### ASSIGNED TASK
Transcribe the portion of the summer reading post between "Hi! It is great" and "and inspired me.", inclusive.

### PROVIDED TEXT
Tuesday, June 15, 2010

Summer Reading

After a little spring hiatus, I'm back with a book to add to your summer reading list. I'll be working through this fantastic little workbook throughout the summer and hope you'll join me! You can grab this book at your local library or from most book sellers. Let's aim to read the intro (very important) and first two chapters by July 1st, ok?

The Mindfulness and Acceptance Workbook for Anxiety: A Guide to Breaking Free from Anxiety, Phobia's and Worry Using Acceptance and Commitment Therapy (Forsyth and Eifert)


15 comments:

Meredith said...

Hi! It is great that your back! I will definitely be checking out that book!

Anonymous said...

Hi. I just wanted to say that I was so happy to stumble across your blog. My name is Ashley. I'm 32, have 3 kids and have been suffering with panic disorder with agoriphobia for 1 year. I really relate to your blog. I gave birth naturally and did great but I can't go into a grocery store or drive on the interstae without feeling like I might pass out. It has been a true nightmare. I want to be a better mother and wife than this!!!
I have never used medication but I do go to therepy and I've started some intense exposure therepy (scary stuff). I have read Hope and Help for your Nerves (The most helpful book ever) and The Panic Attack Workbook. Oh, and Stevie Wonder gets rid of a funk better than anything! :-) Thank you for sharing your journey. It has encouraged and inspired me.

Sarah♥ said...

I've used this book and i found it complicated. Got completely lost around chapter 5.

x

Ashley said...

How do you practice "floating" through the panic in public with 3 kids? I'm so afraid I'll do somthing that scares them. Do your kids know anything about your anxiety?

Anxiety Girl said...

Hi Meredith - let me know what you think about the workbook. I'm enjoying it so far & it really addresses the idea of waiting for a cure or wanting to get rid of that last little bit of anxiety that we've written about. How are you doing?

Welcome Ashley! I'm glad you found your way here & that it's helpful. I think just knowing your not alone can be so powerful. I'd love to hear how your therapy & exposure work is going.

You asked about how to float through anxiety when you're out with 3 kids. For me, so much is about not listening to the urge to run/flee - staying in the situation and allowing the anxiety to wash over you without engaging in the struggle to make it go away, you know?

I remember being in Target with 3 kids a little while back. The thoughts came on first (what if I freak out here & I can't make it back home & I frighten my children) - then the waves of adrenaline & the urge to quickly leave & go home. But, what happens if you stay is that it eventually goes away. And, even if you still feel tense and panicky, you can make your way through the store. It feels terrible, though, doesn't it? Sometimes I might do something opposite of the anxiety like sing to my kids or dance in the aisle just to loosen up while I'm waiting for the anxiety to subside. It always subsides - I promise.
Take care & hope to hear from you.

Hi Sarah - I know, the beginning of the workbook can be confusing at times, but I like how they admit that and ask the reader to be patient as they unpack the philosophy. Hope you try it again & read along with us!

Ashley said...

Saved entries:
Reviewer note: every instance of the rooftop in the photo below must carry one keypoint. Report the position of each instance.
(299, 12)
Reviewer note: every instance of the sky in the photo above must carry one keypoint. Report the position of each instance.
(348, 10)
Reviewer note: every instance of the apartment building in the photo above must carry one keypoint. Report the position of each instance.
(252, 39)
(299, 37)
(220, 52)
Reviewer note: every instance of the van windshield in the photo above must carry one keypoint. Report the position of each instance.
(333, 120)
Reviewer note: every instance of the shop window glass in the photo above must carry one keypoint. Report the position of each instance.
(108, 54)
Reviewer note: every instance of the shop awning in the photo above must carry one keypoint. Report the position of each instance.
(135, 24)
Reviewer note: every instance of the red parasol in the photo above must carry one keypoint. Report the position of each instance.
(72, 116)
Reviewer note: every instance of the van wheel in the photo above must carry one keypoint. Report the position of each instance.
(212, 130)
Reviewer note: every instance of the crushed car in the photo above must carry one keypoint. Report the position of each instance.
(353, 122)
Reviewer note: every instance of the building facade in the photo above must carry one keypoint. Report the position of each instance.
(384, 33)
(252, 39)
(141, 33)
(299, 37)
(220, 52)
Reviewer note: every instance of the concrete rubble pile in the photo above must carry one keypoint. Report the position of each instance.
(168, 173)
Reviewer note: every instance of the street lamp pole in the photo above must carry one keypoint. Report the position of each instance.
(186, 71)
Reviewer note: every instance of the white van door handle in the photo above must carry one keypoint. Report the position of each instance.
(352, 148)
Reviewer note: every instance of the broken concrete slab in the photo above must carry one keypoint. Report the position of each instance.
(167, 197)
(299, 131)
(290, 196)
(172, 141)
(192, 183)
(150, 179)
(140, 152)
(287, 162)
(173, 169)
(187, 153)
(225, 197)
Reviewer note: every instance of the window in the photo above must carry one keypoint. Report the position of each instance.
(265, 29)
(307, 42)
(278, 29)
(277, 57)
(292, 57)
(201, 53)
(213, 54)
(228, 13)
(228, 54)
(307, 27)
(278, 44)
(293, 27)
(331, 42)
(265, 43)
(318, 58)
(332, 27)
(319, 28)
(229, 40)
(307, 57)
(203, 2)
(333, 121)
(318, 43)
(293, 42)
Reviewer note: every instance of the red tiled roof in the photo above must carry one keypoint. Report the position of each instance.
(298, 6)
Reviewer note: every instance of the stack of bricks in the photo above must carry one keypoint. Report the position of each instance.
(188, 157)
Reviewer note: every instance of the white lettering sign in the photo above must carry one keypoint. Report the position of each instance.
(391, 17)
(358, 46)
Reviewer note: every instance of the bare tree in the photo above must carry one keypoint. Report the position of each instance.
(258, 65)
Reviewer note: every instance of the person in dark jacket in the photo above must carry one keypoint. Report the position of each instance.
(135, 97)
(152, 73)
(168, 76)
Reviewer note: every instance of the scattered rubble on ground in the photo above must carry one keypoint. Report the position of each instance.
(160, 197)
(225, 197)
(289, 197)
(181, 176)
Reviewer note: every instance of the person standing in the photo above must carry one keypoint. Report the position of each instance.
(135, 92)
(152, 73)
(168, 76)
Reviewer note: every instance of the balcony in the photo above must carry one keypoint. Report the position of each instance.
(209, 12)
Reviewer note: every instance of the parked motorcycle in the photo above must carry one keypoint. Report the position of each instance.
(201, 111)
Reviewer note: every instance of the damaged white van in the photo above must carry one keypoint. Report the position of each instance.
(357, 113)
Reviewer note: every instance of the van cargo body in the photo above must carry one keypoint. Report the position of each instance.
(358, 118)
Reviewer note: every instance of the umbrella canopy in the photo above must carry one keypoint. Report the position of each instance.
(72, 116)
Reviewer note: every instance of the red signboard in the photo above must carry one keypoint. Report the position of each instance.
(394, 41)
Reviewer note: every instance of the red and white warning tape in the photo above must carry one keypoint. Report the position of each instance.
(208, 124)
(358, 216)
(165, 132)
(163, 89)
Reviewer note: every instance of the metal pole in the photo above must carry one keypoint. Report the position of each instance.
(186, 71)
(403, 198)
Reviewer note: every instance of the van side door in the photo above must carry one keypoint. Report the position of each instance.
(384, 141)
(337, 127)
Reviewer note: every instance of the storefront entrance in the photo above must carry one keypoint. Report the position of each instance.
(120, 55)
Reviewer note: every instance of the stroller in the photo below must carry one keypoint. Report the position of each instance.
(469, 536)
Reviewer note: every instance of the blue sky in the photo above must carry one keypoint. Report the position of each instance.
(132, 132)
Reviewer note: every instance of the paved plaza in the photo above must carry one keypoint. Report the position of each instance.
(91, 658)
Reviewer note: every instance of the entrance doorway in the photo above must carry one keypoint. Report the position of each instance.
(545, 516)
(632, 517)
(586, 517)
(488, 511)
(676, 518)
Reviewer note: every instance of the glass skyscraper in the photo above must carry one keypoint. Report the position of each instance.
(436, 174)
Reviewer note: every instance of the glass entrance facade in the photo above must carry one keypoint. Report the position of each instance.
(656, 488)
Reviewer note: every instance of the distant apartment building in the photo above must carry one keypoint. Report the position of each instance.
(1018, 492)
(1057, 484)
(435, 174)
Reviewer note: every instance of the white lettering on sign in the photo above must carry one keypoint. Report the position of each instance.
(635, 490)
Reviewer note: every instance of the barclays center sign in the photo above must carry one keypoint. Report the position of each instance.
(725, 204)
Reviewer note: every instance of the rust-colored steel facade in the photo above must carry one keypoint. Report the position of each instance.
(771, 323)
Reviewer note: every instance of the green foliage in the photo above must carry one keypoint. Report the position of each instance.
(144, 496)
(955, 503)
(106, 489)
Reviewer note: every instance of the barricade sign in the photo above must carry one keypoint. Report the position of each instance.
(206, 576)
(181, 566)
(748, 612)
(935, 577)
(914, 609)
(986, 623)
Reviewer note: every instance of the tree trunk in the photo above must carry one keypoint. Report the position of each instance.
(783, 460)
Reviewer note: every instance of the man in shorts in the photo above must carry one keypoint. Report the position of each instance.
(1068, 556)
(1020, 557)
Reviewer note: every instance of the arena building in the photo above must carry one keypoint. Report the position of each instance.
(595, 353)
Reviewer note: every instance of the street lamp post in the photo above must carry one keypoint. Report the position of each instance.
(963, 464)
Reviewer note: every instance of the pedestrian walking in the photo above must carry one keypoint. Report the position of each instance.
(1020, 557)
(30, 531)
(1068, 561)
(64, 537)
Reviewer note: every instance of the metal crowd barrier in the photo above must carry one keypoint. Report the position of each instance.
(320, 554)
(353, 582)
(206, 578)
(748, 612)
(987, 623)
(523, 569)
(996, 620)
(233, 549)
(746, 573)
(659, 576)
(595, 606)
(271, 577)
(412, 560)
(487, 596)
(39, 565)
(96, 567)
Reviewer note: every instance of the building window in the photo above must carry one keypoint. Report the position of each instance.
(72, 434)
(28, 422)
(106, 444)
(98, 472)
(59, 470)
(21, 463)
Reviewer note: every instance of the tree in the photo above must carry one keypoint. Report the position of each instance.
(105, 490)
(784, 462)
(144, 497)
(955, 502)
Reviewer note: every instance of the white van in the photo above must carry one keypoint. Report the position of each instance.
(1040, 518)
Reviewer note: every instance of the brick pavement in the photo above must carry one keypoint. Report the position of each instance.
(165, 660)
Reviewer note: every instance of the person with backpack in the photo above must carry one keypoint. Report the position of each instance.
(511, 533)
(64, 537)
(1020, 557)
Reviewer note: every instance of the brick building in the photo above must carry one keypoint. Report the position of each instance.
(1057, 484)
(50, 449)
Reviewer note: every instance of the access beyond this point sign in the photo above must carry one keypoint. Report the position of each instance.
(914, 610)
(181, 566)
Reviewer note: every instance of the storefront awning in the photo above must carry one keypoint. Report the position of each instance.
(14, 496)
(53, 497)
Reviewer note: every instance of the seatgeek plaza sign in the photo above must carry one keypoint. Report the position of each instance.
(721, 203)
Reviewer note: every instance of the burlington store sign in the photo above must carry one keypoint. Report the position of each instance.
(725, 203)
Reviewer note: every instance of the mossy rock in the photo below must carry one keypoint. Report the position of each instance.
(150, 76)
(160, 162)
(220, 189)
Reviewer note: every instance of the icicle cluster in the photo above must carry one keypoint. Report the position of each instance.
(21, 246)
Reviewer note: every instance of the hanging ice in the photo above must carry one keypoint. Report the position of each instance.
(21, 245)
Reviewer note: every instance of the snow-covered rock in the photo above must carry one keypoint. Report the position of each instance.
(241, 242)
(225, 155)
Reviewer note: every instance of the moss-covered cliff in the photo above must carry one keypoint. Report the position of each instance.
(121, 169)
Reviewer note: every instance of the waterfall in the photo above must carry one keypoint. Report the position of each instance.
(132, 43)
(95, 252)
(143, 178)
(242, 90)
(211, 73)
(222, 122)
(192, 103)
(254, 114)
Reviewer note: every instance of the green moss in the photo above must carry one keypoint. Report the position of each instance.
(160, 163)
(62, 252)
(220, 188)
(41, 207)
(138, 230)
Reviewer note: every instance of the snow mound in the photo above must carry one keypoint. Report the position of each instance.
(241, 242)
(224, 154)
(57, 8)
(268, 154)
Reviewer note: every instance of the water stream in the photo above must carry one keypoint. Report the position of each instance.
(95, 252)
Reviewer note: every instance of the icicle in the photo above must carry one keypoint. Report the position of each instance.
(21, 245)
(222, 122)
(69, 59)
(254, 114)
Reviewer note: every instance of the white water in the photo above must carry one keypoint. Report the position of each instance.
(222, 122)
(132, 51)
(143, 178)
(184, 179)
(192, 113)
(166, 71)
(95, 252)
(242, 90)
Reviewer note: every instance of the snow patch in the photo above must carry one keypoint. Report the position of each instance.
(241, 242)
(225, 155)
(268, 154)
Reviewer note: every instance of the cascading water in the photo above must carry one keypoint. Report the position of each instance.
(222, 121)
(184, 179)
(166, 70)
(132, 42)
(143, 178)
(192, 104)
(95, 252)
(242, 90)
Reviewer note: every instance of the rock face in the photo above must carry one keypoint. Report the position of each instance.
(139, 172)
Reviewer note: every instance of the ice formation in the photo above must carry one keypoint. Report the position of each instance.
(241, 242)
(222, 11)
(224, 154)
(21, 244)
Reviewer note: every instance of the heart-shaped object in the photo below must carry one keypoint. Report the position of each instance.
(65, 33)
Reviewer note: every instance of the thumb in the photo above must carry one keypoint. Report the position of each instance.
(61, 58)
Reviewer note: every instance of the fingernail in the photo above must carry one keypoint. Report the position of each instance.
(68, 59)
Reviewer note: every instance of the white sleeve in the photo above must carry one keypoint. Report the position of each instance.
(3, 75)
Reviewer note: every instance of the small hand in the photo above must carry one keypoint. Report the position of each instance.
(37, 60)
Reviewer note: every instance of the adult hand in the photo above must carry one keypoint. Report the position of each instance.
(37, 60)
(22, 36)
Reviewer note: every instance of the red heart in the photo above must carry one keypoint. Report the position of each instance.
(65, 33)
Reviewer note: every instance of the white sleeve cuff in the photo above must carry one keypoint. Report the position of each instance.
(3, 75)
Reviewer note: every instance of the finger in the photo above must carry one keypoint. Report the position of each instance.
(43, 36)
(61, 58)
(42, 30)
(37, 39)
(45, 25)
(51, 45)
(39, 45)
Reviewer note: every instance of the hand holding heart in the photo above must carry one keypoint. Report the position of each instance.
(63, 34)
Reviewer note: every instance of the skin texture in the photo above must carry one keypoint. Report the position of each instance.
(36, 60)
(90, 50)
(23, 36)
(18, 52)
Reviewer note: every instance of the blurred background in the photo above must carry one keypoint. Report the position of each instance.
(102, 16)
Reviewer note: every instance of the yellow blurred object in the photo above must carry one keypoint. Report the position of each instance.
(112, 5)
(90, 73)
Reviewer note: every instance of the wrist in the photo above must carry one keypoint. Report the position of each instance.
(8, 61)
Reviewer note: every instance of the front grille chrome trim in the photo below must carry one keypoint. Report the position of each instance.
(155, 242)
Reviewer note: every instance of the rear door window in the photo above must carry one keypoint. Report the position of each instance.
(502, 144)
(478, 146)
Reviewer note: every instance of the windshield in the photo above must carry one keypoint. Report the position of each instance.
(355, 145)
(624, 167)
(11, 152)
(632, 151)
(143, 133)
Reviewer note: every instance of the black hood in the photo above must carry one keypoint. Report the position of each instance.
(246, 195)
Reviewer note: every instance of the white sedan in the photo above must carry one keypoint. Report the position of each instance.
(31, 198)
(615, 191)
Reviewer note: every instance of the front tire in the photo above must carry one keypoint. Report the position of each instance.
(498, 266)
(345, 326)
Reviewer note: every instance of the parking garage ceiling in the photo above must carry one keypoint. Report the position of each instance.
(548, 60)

### REPLY TO THE EXERCISE
Hi! It is great that your back! I will definitely be checking out that book!

Anonymous said...

Hi. I just wanted to say that I was so happy to stumble across your blog. My name is Ashley. I'm 32, have 3 kids and have been suffering with panic disorder with agoriphobia for 1 year. I really relate to your blog. I gave birth naturally and did great but I can't go into a grocery store or drive on the interstae without feeling like I might pass out. It has been a true nightmare. I want to be a better mother and wife than this!!!
I have never used medication but I do go to therepy and I've started some intense exposure therepy (scary stuff). I have read Hope and Help for your Nerves (The most helpful book ever) and The Panic Attack Workbook. Oh, and Stevie Wonder gets rid of a funk better than anything! :-) Thank you for sharing your journey. It has encouraged and inspired me.